=== 解く問題 ===
a) ヒルムシロの解説によると、浮水葉の腋から穂状花序を出すのは何月か。
b) 次の(i)~(iii)がヒルムシロの解説の内容と合うかどうか、それぞれ「はい」か「いいえ」で答え、判断の根拠となる本文の語句をそのまま引用せよ。
(i) 沈水葉の葉身は披針形で、薄く半透明である。
(ii) 開花が終わった花序は、水面より上に出たままである。
(iii) 果実の中の種子は2個である。
c) ヒルムシロの解説のうち、「改訂新版 世界大百科事典 「ヒルムシロ」の意味・わかりやすい解説」から「いることもあるためであろう。」までを、一字一句変えずにすべて書き写せ。

=== 選んだ文章 ===
════════
改訂新版 世界大百科事典 「ヒルムシロ」の意味・わかりやすい解説
ヒルムシロ
Potamogeton distinctus Bennett
池や沼に生えるヒルムシロ科の多年草。根茎は水底の泥の中を横にはい,一節おきに水中茎を分枝する。水中茎は下部に沈水葉,上部に浮水葉をつける。葉のほとんどは互生するが,花序の直下につく浮水葉は対生する。葉柄の長さは水深によって異なり,5cmから20cmに達する。沈水葉の葉身は披針形で,薄く半透明,長さ15cm,幅2.5cmになる。浮水葉の葉身は長楕円形で,長さ5~10cm,幅2~4cm,表面は緑色でつやがあり,裏面は黄緑色である。葉柄の内側に膜質の托葉があって茎を抱いている。6~10月に浮水葉の腋(わき)から穂状花序を出す。総花柄は長さ5~9cm,花序は長さ3~5cm,開花時には直立して水面より上に出る。開花が終わると,横向きとなって水中に沈む。花は無柄で密につく。おしべは4本,黄緑色で花被片状の葯隔付属突起が無柄の葯をかぶっている。心皮は離生し,各花に1~4枚ある。果実は卵形で長さ約4mm,果皮は硬く,背面に稜がある。中の種子は1個で,胚は馬蹄形に曲がっている。北海道~沖縄,朝鮮,中国に分布する。また和名は,この植物が密生するような沼にはヒルが多く,葉に乗って水面に浮かんでいることもあるためであろう。
════════
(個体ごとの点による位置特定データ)
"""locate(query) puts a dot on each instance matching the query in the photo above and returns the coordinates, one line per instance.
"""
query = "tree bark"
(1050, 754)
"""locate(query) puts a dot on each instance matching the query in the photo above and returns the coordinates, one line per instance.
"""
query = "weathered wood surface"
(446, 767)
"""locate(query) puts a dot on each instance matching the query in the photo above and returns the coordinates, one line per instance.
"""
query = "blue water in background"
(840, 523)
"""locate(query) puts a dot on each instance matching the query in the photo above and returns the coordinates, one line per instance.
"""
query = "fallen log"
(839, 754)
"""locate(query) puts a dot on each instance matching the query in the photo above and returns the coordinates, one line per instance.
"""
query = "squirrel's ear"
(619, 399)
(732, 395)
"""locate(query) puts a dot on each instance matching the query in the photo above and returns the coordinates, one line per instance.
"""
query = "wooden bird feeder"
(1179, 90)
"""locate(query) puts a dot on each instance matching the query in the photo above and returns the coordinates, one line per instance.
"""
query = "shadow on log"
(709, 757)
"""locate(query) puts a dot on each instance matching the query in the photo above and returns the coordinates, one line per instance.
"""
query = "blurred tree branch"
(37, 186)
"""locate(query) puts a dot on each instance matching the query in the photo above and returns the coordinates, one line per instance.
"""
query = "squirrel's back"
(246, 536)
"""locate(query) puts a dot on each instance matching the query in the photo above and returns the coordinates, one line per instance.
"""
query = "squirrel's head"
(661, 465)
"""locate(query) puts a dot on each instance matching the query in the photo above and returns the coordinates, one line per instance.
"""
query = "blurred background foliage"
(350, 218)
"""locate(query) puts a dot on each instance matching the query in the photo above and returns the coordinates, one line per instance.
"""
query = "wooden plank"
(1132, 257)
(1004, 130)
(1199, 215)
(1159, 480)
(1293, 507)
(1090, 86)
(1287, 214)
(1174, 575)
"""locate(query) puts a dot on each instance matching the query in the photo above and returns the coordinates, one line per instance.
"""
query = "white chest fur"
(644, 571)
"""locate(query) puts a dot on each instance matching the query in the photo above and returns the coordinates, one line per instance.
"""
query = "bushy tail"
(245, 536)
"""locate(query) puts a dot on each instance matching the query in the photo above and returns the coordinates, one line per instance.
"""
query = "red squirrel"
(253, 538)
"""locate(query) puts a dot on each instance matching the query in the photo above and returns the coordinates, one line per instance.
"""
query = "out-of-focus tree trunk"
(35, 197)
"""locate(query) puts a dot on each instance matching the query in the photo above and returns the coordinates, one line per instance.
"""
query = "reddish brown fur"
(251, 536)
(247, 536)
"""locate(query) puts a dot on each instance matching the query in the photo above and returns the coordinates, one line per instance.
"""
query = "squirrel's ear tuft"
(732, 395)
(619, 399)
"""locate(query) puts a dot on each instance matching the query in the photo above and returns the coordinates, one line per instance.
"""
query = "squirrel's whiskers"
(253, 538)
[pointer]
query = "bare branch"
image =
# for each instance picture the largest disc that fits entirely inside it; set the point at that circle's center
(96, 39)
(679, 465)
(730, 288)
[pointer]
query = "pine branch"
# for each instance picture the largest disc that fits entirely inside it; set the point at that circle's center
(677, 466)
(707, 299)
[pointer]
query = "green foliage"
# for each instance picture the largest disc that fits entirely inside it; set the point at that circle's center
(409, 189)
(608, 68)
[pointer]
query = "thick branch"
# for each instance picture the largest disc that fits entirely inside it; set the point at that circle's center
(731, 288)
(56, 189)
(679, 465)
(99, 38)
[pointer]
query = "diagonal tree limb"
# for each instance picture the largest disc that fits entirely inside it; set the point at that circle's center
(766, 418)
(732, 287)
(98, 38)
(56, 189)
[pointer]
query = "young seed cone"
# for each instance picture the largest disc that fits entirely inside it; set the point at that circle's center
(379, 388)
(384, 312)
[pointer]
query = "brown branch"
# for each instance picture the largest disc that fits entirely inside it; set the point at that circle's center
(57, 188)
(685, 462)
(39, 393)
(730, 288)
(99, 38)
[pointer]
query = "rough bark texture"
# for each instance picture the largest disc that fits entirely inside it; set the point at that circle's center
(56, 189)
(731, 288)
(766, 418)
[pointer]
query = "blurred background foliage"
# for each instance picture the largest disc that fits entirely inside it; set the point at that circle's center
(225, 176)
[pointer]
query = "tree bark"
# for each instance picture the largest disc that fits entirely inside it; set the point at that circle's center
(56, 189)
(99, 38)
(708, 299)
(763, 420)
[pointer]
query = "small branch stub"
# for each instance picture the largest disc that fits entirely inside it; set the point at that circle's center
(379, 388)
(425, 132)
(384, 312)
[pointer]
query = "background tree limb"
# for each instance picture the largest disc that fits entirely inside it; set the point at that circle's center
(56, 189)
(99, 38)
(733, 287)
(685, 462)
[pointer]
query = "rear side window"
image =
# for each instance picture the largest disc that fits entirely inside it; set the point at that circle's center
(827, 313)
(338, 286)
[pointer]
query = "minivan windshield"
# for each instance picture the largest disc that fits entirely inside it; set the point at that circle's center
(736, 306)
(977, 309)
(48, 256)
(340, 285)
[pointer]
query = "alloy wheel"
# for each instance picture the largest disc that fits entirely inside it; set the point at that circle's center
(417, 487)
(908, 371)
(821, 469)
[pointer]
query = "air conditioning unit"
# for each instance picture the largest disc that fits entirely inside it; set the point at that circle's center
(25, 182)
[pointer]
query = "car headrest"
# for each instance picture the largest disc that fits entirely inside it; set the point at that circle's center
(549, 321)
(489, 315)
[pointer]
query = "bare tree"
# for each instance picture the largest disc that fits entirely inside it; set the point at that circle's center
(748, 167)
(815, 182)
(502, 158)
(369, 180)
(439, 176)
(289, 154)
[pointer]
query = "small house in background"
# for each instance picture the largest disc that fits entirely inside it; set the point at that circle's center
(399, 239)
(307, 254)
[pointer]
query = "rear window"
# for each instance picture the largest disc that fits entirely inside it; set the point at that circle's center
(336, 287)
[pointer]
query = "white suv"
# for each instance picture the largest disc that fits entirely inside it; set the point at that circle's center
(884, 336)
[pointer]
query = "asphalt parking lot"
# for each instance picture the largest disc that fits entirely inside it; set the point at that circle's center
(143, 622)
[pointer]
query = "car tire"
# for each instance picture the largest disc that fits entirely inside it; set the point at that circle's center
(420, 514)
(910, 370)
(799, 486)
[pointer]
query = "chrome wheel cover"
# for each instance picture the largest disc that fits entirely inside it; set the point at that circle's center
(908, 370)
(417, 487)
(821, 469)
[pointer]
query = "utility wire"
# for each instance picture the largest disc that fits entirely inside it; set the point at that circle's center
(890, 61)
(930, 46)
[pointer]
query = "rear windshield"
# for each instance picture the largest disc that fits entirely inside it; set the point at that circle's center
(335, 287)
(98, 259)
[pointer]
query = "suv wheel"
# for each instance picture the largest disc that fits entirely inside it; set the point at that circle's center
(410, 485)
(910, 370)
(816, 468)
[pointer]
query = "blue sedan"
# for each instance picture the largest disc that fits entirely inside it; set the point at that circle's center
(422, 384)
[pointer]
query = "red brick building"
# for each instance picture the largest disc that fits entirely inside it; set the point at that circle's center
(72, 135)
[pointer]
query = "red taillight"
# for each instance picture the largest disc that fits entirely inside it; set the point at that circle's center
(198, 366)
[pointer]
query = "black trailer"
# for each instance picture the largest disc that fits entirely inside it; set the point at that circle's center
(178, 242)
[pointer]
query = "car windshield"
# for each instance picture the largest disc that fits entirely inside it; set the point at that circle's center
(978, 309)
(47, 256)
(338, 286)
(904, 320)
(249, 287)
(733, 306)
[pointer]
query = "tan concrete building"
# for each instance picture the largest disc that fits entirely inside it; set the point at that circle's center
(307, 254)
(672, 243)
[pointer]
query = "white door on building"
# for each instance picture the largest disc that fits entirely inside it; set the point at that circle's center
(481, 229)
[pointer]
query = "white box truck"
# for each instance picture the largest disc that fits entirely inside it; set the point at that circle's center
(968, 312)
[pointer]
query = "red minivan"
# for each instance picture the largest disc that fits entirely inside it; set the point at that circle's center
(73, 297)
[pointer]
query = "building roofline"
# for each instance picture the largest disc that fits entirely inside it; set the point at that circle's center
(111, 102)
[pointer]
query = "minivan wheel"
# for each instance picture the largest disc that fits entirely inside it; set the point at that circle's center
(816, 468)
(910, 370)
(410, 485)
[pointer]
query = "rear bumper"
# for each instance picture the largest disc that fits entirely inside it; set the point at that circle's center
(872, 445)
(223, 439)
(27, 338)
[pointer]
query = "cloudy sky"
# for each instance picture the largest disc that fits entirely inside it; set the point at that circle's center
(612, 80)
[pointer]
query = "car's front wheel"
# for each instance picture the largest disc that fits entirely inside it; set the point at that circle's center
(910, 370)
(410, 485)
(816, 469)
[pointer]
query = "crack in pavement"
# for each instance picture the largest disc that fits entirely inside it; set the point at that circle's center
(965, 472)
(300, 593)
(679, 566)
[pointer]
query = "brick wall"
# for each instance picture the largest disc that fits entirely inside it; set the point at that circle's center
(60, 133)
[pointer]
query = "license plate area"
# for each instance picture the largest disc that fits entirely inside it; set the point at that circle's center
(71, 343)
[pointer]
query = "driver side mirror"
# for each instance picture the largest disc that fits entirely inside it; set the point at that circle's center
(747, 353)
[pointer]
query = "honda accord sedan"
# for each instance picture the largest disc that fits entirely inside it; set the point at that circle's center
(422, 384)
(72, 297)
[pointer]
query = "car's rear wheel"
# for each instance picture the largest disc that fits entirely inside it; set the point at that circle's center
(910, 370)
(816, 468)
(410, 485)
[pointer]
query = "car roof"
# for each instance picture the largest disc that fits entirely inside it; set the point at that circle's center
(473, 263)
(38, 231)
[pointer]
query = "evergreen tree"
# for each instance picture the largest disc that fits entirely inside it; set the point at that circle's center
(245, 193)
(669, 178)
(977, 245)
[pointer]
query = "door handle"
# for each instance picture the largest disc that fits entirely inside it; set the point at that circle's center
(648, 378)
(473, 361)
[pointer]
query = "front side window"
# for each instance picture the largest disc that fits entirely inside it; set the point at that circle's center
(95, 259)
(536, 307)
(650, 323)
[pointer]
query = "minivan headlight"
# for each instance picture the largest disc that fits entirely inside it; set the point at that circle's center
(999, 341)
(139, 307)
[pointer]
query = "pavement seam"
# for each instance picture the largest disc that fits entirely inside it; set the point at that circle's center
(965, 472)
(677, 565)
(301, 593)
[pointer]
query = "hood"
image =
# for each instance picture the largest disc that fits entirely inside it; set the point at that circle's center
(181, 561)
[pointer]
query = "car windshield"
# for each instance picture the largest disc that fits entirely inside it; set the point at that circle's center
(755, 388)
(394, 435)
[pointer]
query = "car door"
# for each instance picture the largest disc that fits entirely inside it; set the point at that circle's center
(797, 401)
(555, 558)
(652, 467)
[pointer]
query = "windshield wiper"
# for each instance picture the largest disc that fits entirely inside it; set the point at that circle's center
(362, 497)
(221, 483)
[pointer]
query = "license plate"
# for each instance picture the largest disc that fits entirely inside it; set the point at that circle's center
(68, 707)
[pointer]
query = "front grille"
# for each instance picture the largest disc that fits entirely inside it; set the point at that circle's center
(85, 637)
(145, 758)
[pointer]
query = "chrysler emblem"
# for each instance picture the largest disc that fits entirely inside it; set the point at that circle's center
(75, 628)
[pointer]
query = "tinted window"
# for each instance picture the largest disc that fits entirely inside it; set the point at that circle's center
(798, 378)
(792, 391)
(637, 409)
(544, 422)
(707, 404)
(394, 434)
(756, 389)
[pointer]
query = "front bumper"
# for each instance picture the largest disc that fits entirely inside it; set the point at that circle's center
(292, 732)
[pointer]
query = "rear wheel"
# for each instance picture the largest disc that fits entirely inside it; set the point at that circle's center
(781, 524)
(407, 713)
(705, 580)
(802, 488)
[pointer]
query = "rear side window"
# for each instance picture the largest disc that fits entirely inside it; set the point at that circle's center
════════
=== 課題別の結果 ===
a) 6~10月。

b)
(i) はい。「沈水葉の葉身は披針形で,薄く半透明」
(ii) いいえ。「開花が終わると,横向きとなって水中に沈む。」
(iii) いいえ。「中の種子は1個で」

c)
改訂新版 世界大百科事典 「ヒルムシロ」の意味・わかりやすい解説
ヒルムシロ
Potamogeton distinctus Bennett
池や沼に生えるヒルムシロ科の多年草。根茎は水底の泥の中を横にはい,一節おきに水中茎を分枝する。水中茎は下部に沈水葉,上部に浮水葉をつける。葉のほとんどは互生するが,花序の直下につく浮水葉は対生する。葉柄の長さは水深によって異なり,5cmから20cmに達する。沈水葉の葉身は披針形で,薄く半透明,長さ15cm,幅2.5cmになる。浮水葉の葉身は長楕円形で,長さ5~10cm,幅2~4cm,表面は緑色でつやがあり,裏面は黄緑色である。葉柄の内側に膜質の托葉があって茎を抱いている。6~10月に浮水葉の腋(わき)から穂状花序を出す。総花柄は長さ5~9cm,花序は長さ3~5cm,開花時には直立して水面より上に出る。開花が終わると,横向きとなって水中に沈む。花は無柄で密につく。おしべは4本,黄緑色で花被片状の葯隔付属突起が無柄の葯をかぶっている。心皮は離生し,各花に1~4枚ある。果実は卵形で長さ約4mm,果皮は硬く,背面に稜がある。中の種子は1個で,胚は馬蹄形に曲がっている。北海道~沖縄,朝鮮,中国に分布する。また和名は,この植物が密生するような沼にはヒルが多く,葉に乗って水面に浮かんでいることもあるためであろう。